┌─ DATA LISTING

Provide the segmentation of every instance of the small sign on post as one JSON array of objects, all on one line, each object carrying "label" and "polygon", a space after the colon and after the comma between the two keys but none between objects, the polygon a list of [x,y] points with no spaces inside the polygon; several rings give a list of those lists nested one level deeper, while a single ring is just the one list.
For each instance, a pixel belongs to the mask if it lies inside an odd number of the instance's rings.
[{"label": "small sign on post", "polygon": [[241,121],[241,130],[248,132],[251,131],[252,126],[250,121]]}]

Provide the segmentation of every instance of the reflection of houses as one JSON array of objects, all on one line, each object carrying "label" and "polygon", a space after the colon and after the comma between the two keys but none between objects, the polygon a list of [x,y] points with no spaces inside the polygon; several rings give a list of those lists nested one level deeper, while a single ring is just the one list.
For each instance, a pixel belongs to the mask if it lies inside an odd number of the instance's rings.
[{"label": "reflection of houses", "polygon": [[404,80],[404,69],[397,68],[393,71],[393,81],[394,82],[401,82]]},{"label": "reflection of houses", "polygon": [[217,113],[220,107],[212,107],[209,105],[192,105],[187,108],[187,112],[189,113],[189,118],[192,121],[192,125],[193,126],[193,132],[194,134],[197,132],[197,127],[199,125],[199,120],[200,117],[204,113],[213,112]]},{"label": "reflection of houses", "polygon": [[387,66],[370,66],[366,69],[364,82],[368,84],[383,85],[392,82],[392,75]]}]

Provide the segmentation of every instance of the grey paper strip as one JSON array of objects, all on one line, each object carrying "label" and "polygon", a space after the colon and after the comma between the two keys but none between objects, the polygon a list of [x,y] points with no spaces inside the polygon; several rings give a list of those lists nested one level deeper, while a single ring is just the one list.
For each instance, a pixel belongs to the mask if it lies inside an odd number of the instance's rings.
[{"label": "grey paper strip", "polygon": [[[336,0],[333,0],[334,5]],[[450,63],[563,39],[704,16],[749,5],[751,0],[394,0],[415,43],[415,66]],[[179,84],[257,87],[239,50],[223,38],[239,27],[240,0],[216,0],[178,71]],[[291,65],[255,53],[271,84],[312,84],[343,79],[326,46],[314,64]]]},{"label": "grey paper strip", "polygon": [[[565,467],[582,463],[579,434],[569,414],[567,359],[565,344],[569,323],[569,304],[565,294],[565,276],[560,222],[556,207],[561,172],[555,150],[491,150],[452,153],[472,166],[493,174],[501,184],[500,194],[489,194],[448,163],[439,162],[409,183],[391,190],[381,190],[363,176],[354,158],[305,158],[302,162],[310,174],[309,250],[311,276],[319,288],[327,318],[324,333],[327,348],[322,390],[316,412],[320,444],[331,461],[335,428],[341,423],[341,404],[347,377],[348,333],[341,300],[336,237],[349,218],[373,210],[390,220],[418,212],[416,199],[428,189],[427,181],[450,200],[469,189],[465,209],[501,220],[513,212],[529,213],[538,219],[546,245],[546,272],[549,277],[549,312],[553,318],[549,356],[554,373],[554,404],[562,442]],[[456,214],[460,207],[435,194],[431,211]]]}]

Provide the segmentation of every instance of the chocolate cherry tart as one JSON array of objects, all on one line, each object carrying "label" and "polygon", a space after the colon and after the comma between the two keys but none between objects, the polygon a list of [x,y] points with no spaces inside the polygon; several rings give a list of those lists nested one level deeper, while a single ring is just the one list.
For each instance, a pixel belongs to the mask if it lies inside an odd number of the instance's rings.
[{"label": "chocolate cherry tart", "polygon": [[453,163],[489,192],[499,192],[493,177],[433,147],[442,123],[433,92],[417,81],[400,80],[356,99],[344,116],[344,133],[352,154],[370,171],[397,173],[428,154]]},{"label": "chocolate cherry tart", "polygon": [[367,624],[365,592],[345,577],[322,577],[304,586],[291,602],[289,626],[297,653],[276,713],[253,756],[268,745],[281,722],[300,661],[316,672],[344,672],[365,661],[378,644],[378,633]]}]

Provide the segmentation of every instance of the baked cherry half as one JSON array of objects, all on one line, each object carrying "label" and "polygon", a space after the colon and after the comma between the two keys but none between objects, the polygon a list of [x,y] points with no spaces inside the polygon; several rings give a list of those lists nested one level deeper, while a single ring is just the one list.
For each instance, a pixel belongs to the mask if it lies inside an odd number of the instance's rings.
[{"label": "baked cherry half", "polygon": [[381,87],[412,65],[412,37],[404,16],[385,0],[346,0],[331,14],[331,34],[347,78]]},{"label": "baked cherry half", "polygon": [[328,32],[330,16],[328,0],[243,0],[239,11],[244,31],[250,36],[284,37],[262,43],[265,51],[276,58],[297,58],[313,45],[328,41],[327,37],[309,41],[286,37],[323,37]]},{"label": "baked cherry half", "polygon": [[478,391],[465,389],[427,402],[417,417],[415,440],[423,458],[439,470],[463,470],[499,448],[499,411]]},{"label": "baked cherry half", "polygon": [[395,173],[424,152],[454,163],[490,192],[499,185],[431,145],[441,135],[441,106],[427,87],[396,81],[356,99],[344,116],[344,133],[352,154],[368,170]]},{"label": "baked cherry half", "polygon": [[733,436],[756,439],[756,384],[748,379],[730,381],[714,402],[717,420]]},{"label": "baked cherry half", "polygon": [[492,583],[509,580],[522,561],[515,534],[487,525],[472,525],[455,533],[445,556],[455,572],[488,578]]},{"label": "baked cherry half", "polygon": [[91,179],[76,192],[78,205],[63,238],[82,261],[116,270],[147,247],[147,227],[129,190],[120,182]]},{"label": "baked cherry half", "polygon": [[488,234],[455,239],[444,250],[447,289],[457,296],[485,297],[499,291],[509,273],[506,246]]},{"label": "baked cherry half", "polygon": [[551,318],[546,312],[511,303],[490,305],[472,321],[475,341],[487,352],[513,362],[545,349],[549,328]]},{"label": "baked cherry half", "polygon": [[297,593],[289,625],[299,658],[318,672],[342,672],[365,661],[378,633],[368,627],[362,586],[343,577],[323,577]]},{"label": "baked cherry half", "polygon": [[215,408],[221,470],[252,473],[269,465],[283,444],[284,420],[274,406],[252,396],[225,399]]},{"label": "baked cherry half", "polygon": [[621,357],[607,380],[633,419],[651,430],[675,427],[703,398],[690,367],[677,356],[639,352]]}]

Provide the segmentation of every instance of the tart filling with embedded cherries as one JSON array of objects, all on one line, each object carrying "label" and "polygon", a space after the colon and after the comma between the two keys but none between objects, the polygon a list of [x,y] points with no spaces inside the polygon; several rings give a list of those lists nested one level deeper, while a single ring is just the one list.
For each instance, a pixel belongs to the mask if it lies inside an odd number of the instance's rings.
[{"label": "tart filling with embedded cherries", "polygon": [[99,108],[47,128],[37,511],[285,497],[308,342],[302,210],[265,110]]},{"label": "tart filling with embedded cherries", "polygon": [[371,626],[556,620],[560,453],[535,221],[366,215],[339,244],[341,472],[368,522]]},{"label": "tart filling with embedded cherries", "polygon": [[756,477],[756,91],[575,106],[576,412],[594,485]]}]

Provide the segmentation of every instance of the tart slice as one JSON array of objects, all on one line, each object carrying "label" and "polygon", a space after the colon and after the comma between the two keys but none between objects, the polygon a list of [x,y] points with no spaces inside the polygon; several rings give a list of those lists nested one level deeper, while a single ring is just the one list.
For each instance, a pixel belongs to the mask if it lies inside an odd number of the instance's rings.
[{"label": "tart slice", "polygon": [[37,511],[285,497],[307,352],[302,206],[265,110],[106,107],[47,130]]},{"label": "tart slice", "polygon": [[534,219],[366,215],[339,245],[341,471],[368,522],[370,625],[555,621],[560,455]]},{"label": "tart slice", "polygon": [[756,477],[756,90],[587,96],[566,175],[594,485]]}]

└─

◆ SHORT PROBLEM
Transcribe the material above word for word.

◆ COMPLETED EXERCISE
Provide the segmentation of every instance of the small sign on post as one JSON array of objects, all on one line, each object carrying "label" and "polygon", a space after the colon and after the comma between the two keys but none between objects, the polygon a list of [x,y] points with no spaces inside the polygon; several rings give a list of those lists nested one level deeper, while a single ring is just the one list.
For each instance, a pixel belongs to the mask if it lies inside an odd number of the instance's rings.
[{"label": "small sign on post", "polygon": [[241,121],[241,130],[248,132],[251,131],[252,126],[250,121]]}]

Provide the segmentation of every instance of the reflection of houses as one JSON array of objects, all on one line, each object carrying "label" and "polygon", a space after the colon and after the comma between the two keys but none between objects, the polygon a list of [x,y] points with no spaces inside the polygon; several rings give a list of those lists nested one level deeper, while a single ring is just the one list.
For each instance, a pixel belongs to the mask if it lies inside an odd number of the instance's rings.
[{"label": "reflection of houses", "polygon": [[404,80],[404,69],[397,68],[393,71],[393,81],[394,82],[401,82]]},{"label": "reflection of houses", "polygon": [[217,113],[220,107],[212,107],[209,105],[192,105],[187,108],[187,112],[189,113],[189,118],[192,121],[192,125],[193,126],[193,132],[194,134],[197,132],[197,127],[199,125],[199,120],[200,117],[204,113],[213,112]]},{"label": "reflection of houses", "polygon": [[387,66],[370,66],[366,69],[364,82],[368,84],[383,85],[392,82],[392,75]]}]

Provide the segmentation of every instance of the grey paper strip as one JSON array of objects, all on one line, each object carrying "label" and "polygon", a space after the colon and after the comma between the two keys but none between objects, the polygon a list of [x,y] points with no spaces inside the polygon; several rings give a list of those lists nested one level deeper, while a single ring is just the one list.
For each instance, a pixel belongs to the mask if it lies inside an odd number of the instance's rings.
[{"label": "grey paper strip", "polygon": [[[336,0],[333,0],[334,5]],[[450,63],[563,39],[704,16],[749,5],[751,0],[394,0],[415,43],[415,66]],[[179,84],[257,87],[239,50],[223,38],[239,27],[240,0],[216,0],[178,71]],[[291,65],[255,53],[271,84],[312,84],[343,79],[326,46],[314,64]]]},{"label": "grey paper strip", "polygon": [[[565,467],[582,463],[579,434],[569,414],[567,359],[565,344],[569,323],[569,304],[565,294],[565,276],[560,222],[556,207],[561,172],[555,150],[491,150],[452,153],[472,166],[493,174],[501,184],[500,194],[489,194],[448,163],[439,162],[409,183],[391,190],[381,190],[363,176],[354,158],[305,158],[302,162],[310,174],[309,250],[311,276],[319,288],[327,318],[324,333],[327,348],[322,390],[316,412],[320,444],[331,461],[335,428],[341,423],[341,404],[347,377],[348,333],[341,300],[336,237],[349,218],[373,210],[390,220],[418,212],[416,199],[428,189],[427,181],[450,200],[469,189],[465,209],[501,220],[513,212],[529,213],[538,219],[546,245],[546,272],[549,277],[549,312],[553,318],[549,356],[554,373],[554,404],[562,442]],[[456,214],[460,207],[435,194],[431,211]]]}]

Provide the segmentation of every instance of the chocolate cherry tart as one JSON array of objects, all on one line, each object carrying "label" and "polygon", a space after the colon and after the comma between the two keys but none between objects, the polygon a list of [x,y] points with no spaces inside the polygon; several rings give a list of those lists nested one level deeper, while a single ring is just the one list.
For each instance, a pixel belongs to the mask if it lies inside an odd number of the instance's rings.
[{"label": "chocolate cherry tart", "polygon": [[453,163],[489,192],[499,192],[493,177],[433,147],[442,123],[433,92],[417,81],[400,80],[356,99],[344,116],[344,133],[352,154],[370,171],[397,173],[428,154]]},{"label": "chocolate cherry tart", "polygon": [[367,624],[365,592],[345,577],[322,577],[304,586],[291,602],[289,626],[297,653],[276,713],[253,756],[268,745],[281,722],[300,661],[316,672],[344,672],[365,661],[378,644],[378,633]]}]

Provide the segmentation of every instance of the baked cherry half as one JSON array of objects, all on one line, each object carrying "label" and "polygon", a space after the colon and after the comma between the two keys but none between objects, the polygon a list of [x,y] points with no spaces inside the polygon; several rings give a list of those lists nested one level deeper, while a single ring is just the one list.
For each instance, a pixel belongs to the mask if it lies inside an odd number of the instance's rings.
[{"label": "baked cherry half", "polygon": [[381,87],[412,65],[412,37],[404,16],[385,0],[346,0],[331,14],[331,34],[347,78]]},{"label": "baked cherry half", "polygon": [[328,32],[330,16],[328,0],[243,0],[239,11],[244,31],[250,36],[284,37],[262,43],[265,51],[276,58],[297,58],[313,45],[328,41],[327,37],[309,41],[286,37],[323,37]]},{"label": "baked cherry half", "polygon": [[478,391],[465,389],[427,402],[417,417],[415,440],[423,458],[439,470],[463,470],[499,448],[499,411]]},{"label": "baked cherry half", "polygon": [[395,173],[424,152],[454,163],[490,192],[499,185],[431,145],[441,135],[441,106],[427,87],[396,81],[356,99],[344,116],[344,133],[352,154],[368,170]]},{"label": "baked cherry half", "polygon": [[733,436],[756,439],[756,384],[748,379],[730,381],[714,402],[717,420]]},{"label": "baked cherry half", "polygon": [[492,583],[509,580],[522,561],[515,534],[487,525],[472,525],[455,533],[445,556],[455,572],[488,578]]},{"label": "baked cherry half", "polygon": [[91,179],[76,192],[78,205],[63,238],[82,261],[116,270],[147,247],[147,227],[129,190],[120,182]]},{"label": "baked cherry half", "polygon": [[488,234],[455,239],[444,250],[447,289],[457,296],[485,297],[499,291],[509,273],[506,246]]},{"label": "baked cherry half", "polygon": [[551,318],[546,312],[511,303],[490,305],[472,321],[475,341],[487,352],[513,362],[545,349],[549,328]]},{"label": "baked cherry half", "polygon": [[297,593],[289,625],[299,658],[318,672],[342,672],[365,661],[378,633],[368,627],[362,586],[343,577],[323,577]]},{"label": "baked cherry half", "polygon": [[215,408],[221,470],[252,473],[269,465],[283,444],[284,420],[274,406],[252,396],[225,399]]},{"label": "baked cherry half", "polygon": [[621,357],[607,380],[633,419],[651,430],[675,427],[703,398],[690,367],[677,356],[639,352]]}]

Provide the segmentation of every instance of the tart filling with embedded cherries as one JSON array of objects, all on one line, each object carrying "label" and "polygon", a space after the colon and after the comma between the two keys but none between objects, the polygon a list of [x,y] points with no spaces inside the polygon; several rings give a list of those lists nested one level deeper, while a single ring is just the one list.
For each instance, a pixel belongs to the mask if it lies inside an odd number of the instance's rings.
[{"label": "tart filling with embedded cherries", "polygon": [[99,108],[47,128],[37,511],[285,497],[308,342],[302,210],[265,110]]},{"label": "tart filling with embedded cherries", "polygon": [[371,626],[556,620],[560,453],[535,221],[366,215],[339,244],[341,472],[368,522]]},{"label": "tart filling with embedded cherries", "polygon": [[756,477],[756,91],[575,106],[576,412],[594,485]]}]

Provide the segmentation of every instance of the tart slice as one JSON array of objects, all on one line, each object carrying "label" and "polygon", a space after the colon and after the comma between the two keys but none between objects, the polygon a list of [x,y] points with no spaces inside the polygon; several rings give a list of those lists nested one level deeper, while a single ring is just the one list.
For each instance, a pixel belongs to the mask if it lies inside an odd number of the instance's rings.
[{"label": "tart slice", "polygon": [[37,511],[285,497],[307,352],[302,206],[265,110],[106,107],[47,130]]},{"label": "tart slice", "polygon": [[534,219],[366,215],[339,245],[341,471],[368,522],[370,625],[555,621],[560,455]]},{"label": "tart slice", "polygon": [[756,477],[756,90],[587,96],[566,175],[594,485]]}]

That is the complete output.